* _Exercise description_:
What follows is a listing; give it again exactly, in its entirety.

## Start Dataset records

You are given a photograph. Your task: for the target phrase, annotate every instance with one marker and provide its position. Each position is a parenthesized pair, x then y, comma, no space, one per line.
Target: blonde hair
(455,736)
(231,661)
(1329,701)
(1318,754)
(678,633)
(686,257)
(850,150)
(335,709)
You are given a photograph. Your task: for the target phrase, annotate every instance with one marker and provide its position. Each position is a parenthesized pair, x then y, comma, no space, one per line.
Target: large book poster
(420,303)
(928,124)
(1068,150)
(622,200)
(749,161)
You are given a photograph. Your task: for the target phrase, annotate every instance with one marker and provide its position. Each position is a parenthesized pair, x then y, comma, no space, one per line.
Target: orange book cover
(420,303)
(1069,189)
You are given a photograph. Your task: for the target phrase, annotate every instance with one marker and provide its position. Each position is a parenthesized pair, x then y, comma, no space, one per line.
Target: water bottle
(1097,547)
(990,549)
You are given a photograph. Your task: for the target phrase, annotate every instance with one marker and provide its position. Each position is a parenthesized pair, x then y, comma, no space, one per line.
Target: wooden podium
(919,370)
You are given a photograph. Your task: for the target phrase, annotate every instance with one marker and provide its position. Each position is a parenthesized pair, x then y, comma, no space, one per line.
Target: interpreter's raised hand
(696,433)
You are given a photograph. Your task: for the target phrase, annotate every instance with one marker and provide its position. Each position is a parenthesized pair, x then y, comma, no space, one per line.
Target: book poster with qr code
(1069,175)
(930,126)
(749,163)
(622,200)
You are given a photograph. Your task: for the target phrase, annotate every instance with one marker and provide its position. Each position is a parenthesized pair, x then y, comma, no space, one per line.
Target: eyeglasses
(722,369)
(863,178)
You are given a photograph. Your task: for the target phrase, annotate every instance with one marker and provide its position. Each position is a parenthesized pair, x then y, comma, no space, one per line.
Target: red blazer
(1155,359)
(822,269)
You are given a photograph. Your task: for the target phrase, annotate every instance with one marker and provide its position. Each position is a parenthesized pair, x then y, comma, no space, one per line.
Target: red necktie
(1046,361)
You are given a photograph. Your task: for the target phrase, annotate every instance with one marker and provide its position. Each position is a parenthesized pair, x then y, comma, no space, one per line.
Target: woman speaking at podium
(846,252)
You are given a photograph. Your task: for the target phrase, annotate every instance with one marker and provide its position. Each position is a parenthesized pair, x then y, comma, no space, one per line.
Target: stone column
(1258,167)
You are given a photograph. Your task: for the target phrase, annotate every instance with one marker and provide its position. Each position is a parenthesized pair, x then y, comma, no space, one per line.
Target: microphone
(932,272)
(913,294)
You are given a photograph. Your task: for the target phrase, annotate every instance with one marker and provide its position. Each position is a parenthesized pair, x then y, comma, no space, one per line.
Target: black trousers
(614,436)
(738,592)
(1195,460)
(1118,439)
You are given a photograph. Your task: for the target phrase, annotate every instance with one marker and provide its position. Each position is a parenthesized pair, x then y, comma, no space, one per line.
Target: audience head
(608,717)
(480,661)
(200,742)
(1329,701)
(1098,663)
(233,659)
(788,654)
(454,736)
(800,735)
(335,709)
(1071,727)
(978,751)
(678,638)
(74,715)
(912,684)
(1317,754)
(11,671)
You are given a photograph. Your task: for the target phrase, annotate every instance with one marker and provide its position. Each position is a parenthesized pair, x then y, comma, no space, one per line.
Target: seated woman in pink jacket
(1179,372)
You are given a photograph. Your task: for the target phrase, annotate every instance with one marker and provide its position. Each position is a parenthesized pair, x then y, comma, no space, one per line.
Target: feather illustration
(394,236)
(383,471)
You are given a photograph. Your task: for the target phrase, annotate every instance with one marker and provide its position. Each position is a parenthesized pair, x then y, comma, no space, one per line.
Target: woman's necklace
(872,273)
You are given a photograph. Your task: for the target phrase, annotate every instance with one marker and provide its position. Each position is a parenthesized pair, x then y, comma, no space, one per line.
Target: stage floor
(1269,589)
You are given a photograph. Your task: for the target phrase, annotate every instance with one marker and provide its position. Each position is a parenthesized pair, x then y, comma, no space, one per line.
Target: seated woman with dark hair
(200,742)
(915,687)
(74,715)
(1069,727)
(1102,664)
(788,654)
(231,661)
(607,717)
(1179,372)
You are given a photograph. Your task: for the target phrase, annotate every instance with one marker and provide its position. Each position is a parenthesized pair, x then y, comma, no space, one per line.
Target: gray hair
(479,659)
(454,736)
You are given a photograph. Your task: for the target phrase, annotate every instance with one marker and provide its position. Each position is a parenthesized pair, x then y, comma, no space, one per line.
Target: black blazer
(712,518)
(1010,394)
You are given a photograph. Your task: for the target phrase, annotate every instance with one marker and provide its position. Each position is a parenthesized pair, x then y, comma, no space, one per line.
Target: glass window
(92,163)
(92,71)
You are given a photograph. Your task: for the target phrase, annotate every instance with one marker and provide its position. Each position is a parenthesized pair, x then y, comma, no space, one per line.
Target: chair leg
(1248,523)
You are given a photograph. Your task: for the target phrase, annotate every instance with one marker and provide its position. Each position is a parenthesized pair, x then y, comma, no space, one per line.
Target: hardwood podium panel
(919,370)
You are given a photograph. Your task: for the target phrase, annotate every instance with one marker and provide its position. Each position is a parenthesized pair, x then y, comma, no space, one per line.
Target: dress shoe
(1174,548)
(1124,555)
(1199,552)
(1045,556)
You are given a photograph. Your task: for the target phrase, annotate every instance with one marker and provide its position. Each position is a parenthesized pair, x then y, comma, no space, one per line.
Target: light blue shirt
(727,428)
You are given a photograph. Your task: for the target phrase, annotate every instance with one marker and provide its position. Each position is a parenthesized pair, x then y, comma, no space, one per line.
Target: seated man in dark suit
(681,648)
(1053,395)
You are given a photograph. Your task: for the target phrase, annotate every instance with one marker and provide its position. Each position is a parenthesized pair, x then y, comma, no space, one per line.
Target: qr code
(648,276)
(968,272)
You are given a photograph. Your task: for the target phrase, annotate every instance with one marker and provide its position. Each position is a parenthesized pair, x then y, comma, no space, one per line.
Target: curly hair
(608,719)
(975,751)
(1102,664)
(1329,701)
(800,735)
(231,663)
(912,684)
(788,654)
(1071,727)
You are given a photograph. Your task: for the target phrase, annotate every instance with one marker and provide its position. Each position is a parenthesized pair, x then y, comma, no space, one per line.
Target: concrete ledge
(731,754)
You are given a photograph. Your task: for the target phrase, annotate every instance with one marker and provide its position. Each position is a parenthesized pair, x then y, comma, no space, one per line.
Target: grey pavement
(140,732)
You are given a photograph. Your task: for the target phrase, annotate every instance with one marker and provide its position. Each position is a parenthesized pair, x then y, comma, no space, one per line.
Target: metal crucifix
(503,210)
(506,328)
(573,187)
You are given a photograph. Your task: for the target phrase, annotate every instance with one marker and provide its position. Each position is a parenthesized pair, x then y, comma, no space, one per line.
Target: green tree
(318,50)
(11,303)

## End Dataset records

* _Complete output_:
You are given a photograph. Your task: for the target phrase, annotate every instance with one marker and provide its position. Each position is a parenthesized pair, x then y, comma, no space, one per line.
Target: blonde hair
(455,736)
(231,661)
(1329,701)
(1318,754)
(678,633)
(686,257)
(850,150)
(335,709)
You are given a photograph. Your task: for the target phrase, annotate every instance with one marker and provide its position. Each position is a parenthesized pair, x then y, comma, no space, one per line.
Target: large book poster
(420,303)
(928,124)
(1068,150)
(622,200)
(749,161)
You are given a photograph. Your task: for the target phrase, annotate every instance with one marker and provide its position. Each position is a parenthesized pair, x then y, comma, no space, one per line.
Target: orange book cover
(420,303)
(1069,189)
You are given a photograph. Your task: for the target phrase, annotate every instance with one marker and provide its position. Each position is a parenthesized pair, x then y, comma, no space, one per line.
Target: water bottle
(1097,547)
(990,549)
You are given a photograph. Your task: for the target phrase, annotate every instance with one marker and provide its position. Each position is a parenthesized pair, x then y, comma, no space, one per line.
Target: wooden podium
(919,370)
You are given a photograph. Your task: for the target phrase, annotate every instance with one marker and provide its position. Each position is a parenthesized pair, x then y, comma, no space, one per line.
Target: interpreter's raised hand
(696,433)
You are given a photograph. Your task: for the target phrase, annotate every instance with one marker and provide its position. Each position is a parenthesized pair, x then y, comma, no space, one per line.
Target: book poster with qr code
(1069,175)
(930,126)
(749,163)
(622,200)
You are given a photograph. Your task: for the target phrase, annotate every instance with one marker and provide its position. Each position is a parenthesized pair, x then y, comma, no space, one per line.
Target: eyeglasses
(722,369)
(863,178)
You are given a photograph. Your task: for the target phrase, annotate every instance with one marker and provide its position. Each position is a parenthesized pair, x then y, comma, no space, one per line.
Target: red blazer
(1155,359)
(822,269)
You are given a photograph. Your task: for the target phrase, annotate every instance with one marker and provide its position. Each position is a parenthesized pair, x then y, comma, no space, one per line.
Target: red necktie
(1046,361)
You are given a photograph. Your task: for the target phrase, annotate every instance with one marker and provide its position. Each position is a parenthesized pair, x then y, comma, no space, one per line.
Target: woman speaking at podium
(846,252)
You are given a photograph. Your task: for the target phrase, annotate every instance with one marker and provide its position. Each position is a parenthesized pair, x then y, comma, no space, one per line.
Target: stone column
(1258,167)
You are given a photograph. Your task: for the target phrase, annotate every instance with one marker and provide its position. Each position is a parenthesized pair, x then y, comma, no space, one per line.
Target: microphone
(932,272)
(913,294)
You are given a photograph. Your task: for the target phrase, annotate every instance with one marker and provide its position. Each position is a parenthesized pair, x then y, comma, no space, one per line.
Target: black trousers
(614,436)
(738,592)
(1195,460)
(1118,439)
You are given a photograph. Your task: for the target phrase, annotate every instance with one marker and provide its position. Each position is a parenthesized pair, x then y, comma, no space, one per line.
Target: audience head
(608,717)
(480,661)
(200,742)
(1329,701)
(1098,663)
(233,659)
(788,654)
(454,736)
(800,735)
(335,709)
(1071,727)
(978,751)
(678,638)
(74,715)
(912,684)
(1317,754)
(11,671)
You are given a photograph. Your task: for the target phrase, annotate every instance with one marker and provide its position. Each position is a parenthesized pair, x then y, comma, no space, one per line.
Target: seated woman in pink jacket
(1179,372)
You are given a photograph. Your task: for the target phrase, annotate every instance with one marker and provide its position. Each position is a parenthesized pair, x then y, comma, no space, one per line.
Target: feather illustration
(394,236)
(383,471)
You are given a photograph. Your task: for the target phrase, annotate every instance with one marker and provide its position. Each position is a parenthesized pair, x then y, comma, no space, one per line.
Target: woman's necklace
(872,273)
You are given a photograph. Your task: for the target phrase, annotate every instance with one marker and provide its position. Each position is a parenthesized pair, x then y, comma, no space, one per line.
Target: stage floor
(1269,589)
You are given a photograph. Your task: for the target phrase, annotate every instance with one marker and provide its position. Each position is a parenthesized pair, x then y, comma, no space, one per line.
Target: seated woman with dark hair
(200,742)
(915,687)
(74,715)
(1069,727)
(1102,664)
(788,654)
(231,661)
(607,717)
(1179,372)
You are given a photograph. Your task: for the target phrase, annotate every instance with one marker and provide its position. Each position is a parenthesized pair, x then y, comma, no space, one per line.
Target: gray hair
(479,659)
(454,736)
You are given a photograph. Your task: for the target phrase, annotate every instance with one marker and provide its position. Each position is a parenthesized pair, x then y, comma, no space, one per line.
Target: black blazer
(712,518)
(1010,394)
You are given a photograph. Your task: for the target phrase, annotate every instance with one marker and provide its position. Each position is a parenthesized pair, x then y, comma, no space, one per line.
Target: glass window
(92,163)
(92,71)
You are given a photograph. Your task: for the target phrase, annotate every instance with one marker and provide its position. Each position is a parenthesized pair, x then y, comma, no space, one per line.
Target: chair leg
(1248,523)
You are given a photograph. Your task: for the target phrase, annotate every instance with one marker and provide its position. Each position is a parenthesized pair, x then y, comma, no space, one per line.
Target: hardwood podium panel
(919,370)
You are given a photograph. Your task: for the target phrase, annotate every instance with one marker and provide its position. Each position is a parenthesized pair, x then y, comma, no space, one per line.
Target: dress shoe
(1174,548)
(1124,555)
(1199,552)
(1045,556)
You are given a photograph. Your task: for the target phrase, annotate every instance with one marker and provide its position. Each position is a parenthesized pair, x then y, comma, no space, one per line.
Target: light blue shirt
(727,428)
You are given a photograph. Your task: for the target phrase, annotate every instance with one marker and provide its position. Each position is a parenthesized pair, x then y, comma, no space, one per line.
Target: seated man in dark suit
(681,648)
(1053,395)
You are given a photograph. Your task: for the target phrase, annotate every instance with one marker and provide its position. Each position is a parenthesized pair, x then y, comma, no space, one per line.
Target: qr code
(648,276)
(968,272)
You are given a photograph. Your task: for the target phrase, annotate every instance with one marker and provide its position. Each position is a parenthesized pair, x then y, comma, no space, one per line.
Target: curly hair
(608,719)
(975,751)
(1102,664)
(1329,701)
(800,735)
(231,663)
(912,684)
(788,654)
(1071,727)
You are given a photograph. Your task: for the target phrase, annotate every instance with one marker and provide its position. Each position is a parenthesized pair, x then y, comma, no space, one per line.
Target: concrete ledge
(731,754)
You are given a photograph. Your task: for the target phrase, annotate every instance with one marker and provide its position. Each position is a parenthesized pair, x then y, comma, no space, one per line.
Target: grey pavement
(140,732)
You are given a photograph. Your task: for the target phrase, annotate every instance with one marker and provide its position. Each position is a parenthesized pair, x then y, comma, no space, one per line.
Target: metal crucifix
(503,210)
(506,328)
(573,187)
You are given a photograph. Your task: for the target phrase, annotate every instance with one marker and provide its position. Each position is a parenthesized pair, x then y, comma, no space, one per line.
Target: green tree
(318,50)
(11,303)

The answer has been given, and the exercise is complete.